**PROVIDED INFORMATION:**
------------------------------------------------
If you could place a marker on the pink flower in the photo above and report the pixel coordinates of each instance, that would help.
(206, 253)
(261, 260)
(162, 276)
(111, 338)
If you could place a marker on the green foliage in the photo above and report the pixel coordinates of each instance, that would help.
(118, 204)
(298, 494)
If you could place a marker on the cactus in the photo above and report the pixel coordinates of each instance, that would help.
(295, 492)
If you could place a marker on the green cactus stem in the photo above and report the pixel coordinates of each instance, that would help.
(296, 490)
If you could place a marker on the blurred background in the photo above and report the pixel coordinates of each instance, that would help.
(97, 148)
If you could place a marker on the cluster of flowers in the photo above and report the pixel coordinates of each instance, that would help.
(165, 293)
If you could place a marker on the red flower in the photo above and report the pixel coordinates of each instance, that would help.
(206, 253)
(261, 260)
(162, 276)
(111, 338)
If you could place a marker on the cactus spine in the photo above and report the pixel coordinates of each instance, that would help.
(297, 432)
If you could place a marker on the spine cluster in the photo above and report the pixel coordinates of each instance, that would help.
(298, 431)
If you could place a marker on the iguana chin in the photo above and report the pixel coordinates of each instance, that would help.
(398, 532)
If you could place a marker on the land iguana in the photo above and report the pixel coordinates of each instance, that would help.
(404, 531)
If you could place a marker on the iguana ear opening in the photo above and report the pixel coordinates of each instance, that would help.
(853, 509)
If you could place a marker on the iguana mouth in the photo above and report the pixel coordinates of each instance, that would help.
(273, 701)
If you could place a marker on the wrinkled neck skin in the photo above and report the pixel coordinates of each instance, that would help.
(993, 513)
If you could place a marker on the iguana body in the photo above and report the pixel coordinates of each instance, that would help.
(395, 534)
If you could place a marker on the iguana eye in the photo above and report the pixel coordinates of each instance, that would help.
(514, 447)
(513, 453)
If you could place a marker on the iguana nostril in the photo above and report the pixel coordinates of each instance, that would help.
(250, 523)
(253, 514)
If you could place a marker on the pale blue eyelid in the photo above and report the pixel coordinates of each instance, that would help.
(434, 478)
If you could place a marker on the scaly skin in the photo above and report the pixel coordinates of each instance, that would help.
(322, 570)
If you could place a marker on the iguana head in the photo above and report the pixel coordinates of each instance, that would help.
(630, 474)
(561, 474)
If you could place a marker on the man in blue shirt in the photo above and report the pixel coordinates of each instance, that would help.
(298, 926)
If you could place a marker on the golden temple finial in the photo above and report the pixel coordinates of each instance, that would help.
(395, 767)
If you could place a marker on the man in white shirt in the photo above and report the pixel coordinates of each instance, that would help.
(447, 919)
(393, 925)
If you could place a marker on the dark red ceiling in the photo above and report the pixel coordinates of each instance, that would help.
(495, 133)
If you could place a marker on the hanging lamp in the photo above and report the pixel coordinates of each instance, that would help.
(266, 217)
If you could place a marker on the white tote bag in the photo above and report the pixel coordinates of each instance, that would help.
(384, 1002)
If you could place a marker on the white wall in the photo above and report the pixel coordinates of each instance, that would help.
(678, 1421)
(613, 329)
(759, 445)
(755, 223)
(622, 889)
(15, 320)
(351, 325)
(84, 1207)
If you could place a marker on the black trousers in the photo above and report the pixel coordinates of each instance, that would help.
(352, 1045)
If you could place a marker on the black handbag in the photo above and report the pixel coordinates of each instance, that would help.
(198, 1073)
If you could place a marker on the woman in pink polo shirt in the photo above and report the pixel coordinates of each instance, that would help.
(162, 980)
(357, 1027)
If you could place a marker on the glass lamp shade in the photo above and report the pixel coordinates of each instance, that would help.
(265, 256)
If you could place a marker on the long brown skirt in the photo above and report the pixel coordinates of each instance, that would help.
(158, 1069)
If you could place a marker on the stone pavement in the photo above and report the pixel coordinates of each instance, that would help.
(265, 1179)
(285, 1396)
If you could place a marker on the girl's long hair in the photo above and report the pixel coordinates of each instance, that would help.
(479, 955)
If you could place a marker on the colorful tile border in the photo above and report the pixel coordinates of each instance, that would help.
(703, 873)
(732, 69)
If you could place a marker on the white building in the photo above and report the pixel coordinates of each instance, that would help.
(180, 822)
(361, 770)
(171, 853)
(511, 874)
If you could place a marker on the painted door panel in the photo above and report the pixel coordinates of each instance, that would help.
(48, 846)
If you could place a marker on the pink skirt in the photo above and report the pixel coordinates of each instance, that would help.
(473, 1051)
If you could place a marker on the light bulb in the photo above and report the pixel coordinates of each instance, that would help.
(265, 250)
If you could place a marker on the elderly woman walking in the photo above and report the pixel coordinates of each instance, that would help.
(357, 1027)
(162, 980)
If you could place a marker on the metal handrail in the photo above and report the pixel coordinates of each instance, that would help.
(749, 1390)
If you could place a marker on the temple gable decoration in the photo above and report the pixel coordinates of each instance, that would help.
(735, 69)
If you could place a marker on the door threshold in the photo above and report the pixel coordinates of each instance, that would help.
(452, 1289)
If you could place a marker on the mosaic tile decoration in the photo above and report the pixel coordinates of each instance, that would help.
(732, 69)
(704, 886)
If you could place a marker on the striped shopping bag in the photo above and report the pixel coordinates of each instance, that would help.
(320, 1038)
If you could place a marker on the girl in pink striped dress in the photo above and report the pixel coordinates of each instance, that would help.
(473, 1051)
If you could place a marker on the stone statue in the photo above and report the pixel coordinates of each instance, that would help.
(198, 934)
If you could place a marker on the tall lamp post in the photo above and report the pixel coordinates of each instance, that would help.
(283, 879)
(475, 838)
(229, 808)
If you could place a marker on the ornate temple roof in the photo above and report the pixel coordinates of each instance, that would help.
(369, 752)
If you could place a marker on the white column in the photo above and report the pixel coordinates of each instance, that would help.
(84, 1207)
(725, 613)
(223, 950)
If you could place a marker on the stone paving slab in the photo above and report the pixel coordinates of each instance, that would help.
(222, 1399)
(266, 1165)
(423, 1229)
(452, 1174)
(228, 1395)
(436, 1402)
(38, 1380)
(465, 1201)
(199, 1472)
------------------------------------------------
**WHAT NEEDS TO BE DONE:**
Word for word, return all of the records.

**TASK RESPONSE:**
If you could place a marker on the pink flower in the photo above and report the pixel coordinates of each instance, that would help.
(206, 253)
(261, 260)
(162, 276)
(111, 338)
If you could place a marker on the green foliage in the photo above and report the pixel coordinates of each instance, that would help.
(118, 204)
(298, 494)
If you could place a marker on the cactus in the photo above and report the pixel coordinates of each instance, that would help.
(295, 492)
If you could place a marker on the green cactus stem in the photo above and report the pixel coordinates of each instance, that would help.
(296, 490)
If you could place a marker on the blurred background in the photo above and report the pixel coordinates of each instance, that would help.
(97, 148)
If you could place a marker on the cluster of flowers in the photo above and report the pixel coordinates of each instance, that would help.
(165, 293)
If you could place a marker on the red flower in the photo above and report the pixel coordinates of each instance, that would help.
(206, 253)
(261, 260)
(162, 276)
(111, 338)
If you could place a marker on the cactus spine in the photo above and report the pixel coordinates of each instance, that would help.
(297, 432)
If you could place a marker on the spine cluster in the photo above and report the pixel coordinates of each instance, that would help.
(298, 431)
If you could place a marker on the iguana chin in the photo above and report the pixel coordinates of each instance, that would help.
(398, 532)
If you could place a marker on the land iguana in the photo above and report the pixel coordinates of each instance, that would help.
(404, 531)
If you could place a marker on the iguana ear opening in the photo above and report the pixel coordinates of each instance, that would help.
(853, 509)
If you could place a marker on the iguana mouth in the photo above and report the pixel coordinates of each instance, that would help.
(273, 701)
If you could place a marker on the wrinkled neck skin in the photo above and report the pixel coordinates of each instance, that would help.
(993, 513)
If you could place a marker on the iguana body in the photo above and report the pixel coordinates of each instance, that would help.
(395, 534)
If you could place a marker on the iguana eye in the photo above and report the pixel coordinates of each instance, that would help.
(514, 447)
(513, 453)
If you could place a marker on the iguana nostril in the photo above and report the pixel coordinates of each instance, that would help.
(250, 523)
(253, 514)
If you could place a marker on the pale blue eyelid in the photo above and report the pixel coordinates of each instance, that would help.
(434, 478)
If you could place a marker on the scaly skin in the photo above and report the pixel coordinates of each instance, that would help.
(322, 570)
If you could place a marker on the iguana head in the photo above and report the pixel coordinates of each instance, that would help.
(630, 474)
(561, 474)
If you could place a marker on the man in blue shirt in the photo above and report the pixel coordinates of each instance, that would help.
(298, 926)
If you could place a marker on the golden temple finial in the photo above and report the pixel coordinates of each instance, that would help.
(395, 767)
If you could place a marker on the man in white shirt in the photo above and report the pixel coordinates of each instance, that would help.
(447, 919)
(393, 925)
If you could place a marker on the dark red ceiling in the photo above and report the pixel coordinates of each instance, that would help.
(495, 133)
If you could place a marker on the hanging lamp in the photo above and report the pixel coordinates of each instance, that would help.
(266, 217)
If you could place a marker on the white tote bag in the photo above and report the pixel coordinates of each instance, that would help.
(384, 1002)
If you could place a marker on the white wall in the photo above and report the pixel coordinates of each instance, that would help.
(678, 1421)
(613, 329)
(759, 445)
(755, 223)
(622, 889)
(15, 320)
(351, 325)
(84, 1207)
If you could place a marker on the black trousers in the photo above and report the pixel coordinates of each instance, that would help.
(352, 1045)
If you could place a marker on the black handbag in the photo above and report the pixel coordinates of each instance, that would help.
(198, 1073)
If you could place a marker on the woman in pink polo shirt in the photo above and report the pixel coordinates of each instance, that would help.
(162, 980)
(357, 1027)
If you could place a marker on the glass lamp shade in the photo above and report the pixel coordinates of each instance, that would help.
(265, 256)
If you could place a marker on the long brown skirt in the photo above and report the pixel coordinates of each instance, that would help.
(158, 1069)
If you could place a marker on the stone pavement in the photo above and report the pixel coordinates of each instance, that would help.
(265, 1179)
(285, 1396)
If you could place a marker on the girl's long hair in the photo above and report the pixel coordinates of each instance, that would help.
(479, 955)
If you could place a marker on the colorful tile border in the photo above and report the pixel coordinates of each instance, that would help.
(703, 873)
(732, 69)
If you could place a marker on the white building in the photo above and report the pixel coordinates of each instance, that would help.
(180, 822)
(361, 770)
(171, 853)
(511, 874)
If you could place a marker on the painted door panel in the photo above and report the pixel coordinates of each instance, that would help.
(48, 846)
If you could place a marker on the pink skirt in the photo above and report the pixel coordinates of each instance, that would help.
(473, 1051)
If you could place a marker on the light bulb in the photo above and report the pixel coordinates of each instance, that would help.
(265, 250)
If you could place a marker on the elderly woman walking in the photo above and report the pixel coordinates of each instance, that would help.
(357, 1027)
(162, 980)
If you could place a marker on the metal handrail in the photo above and report the pixel coordinates of each instance, that would help.
(749, 1390)
If you could place a marker on the temple gable decoration in the photo above and report the pixel coordinates of each instance, that would help.
(735, 69)
If you could place a marker on the door threshold in the photo above and report the pixel coordinates of each instance, that would help.
(452, 1289)
If you could place a marker on the mosaic tile decoration in the photo above and report the pixel coordinates of each instance, that would help.
(732, 69)
(704, 886)
If you could place a marker on the striped shopping bag in the photo above and report the pixel coordinates of each instance, that would help.
(320, 1038)
If you could place a marker on the girl in pink striped dress in the photo above and report the pixel coordinates of each instance, that would help.
(473, 1051)
If you could place a marker on the stone statue in the photo above and report the pixel coordinates of each instance, that would help.
(198, 934)
If you could place a marker on the tall lamp post in the photo above and report the pixel coordinates of each instance, that would help.
(283, 879)
(475, 838)
(229, 808)
If you could place a marker on the ornate temple roof in the photo above and report the pixel coordinates of each instance, that would help.
(369, 752)
If you could place a marker on the white column in the photo above and report the pixel coordinates of each instance, that would help.
(84, 1207)
(725, 613)
(223, 950)
If you could place a marker on the stone paving slab in the photo above and report the pixel coordinates of each instance, that would help.
(222, 1399)
(266, 1165)
(423, 1229)
(452, 1174)
(228, 1395)
(436, 1402)
(38, 1380)
(465, 1201)
(199, 1472)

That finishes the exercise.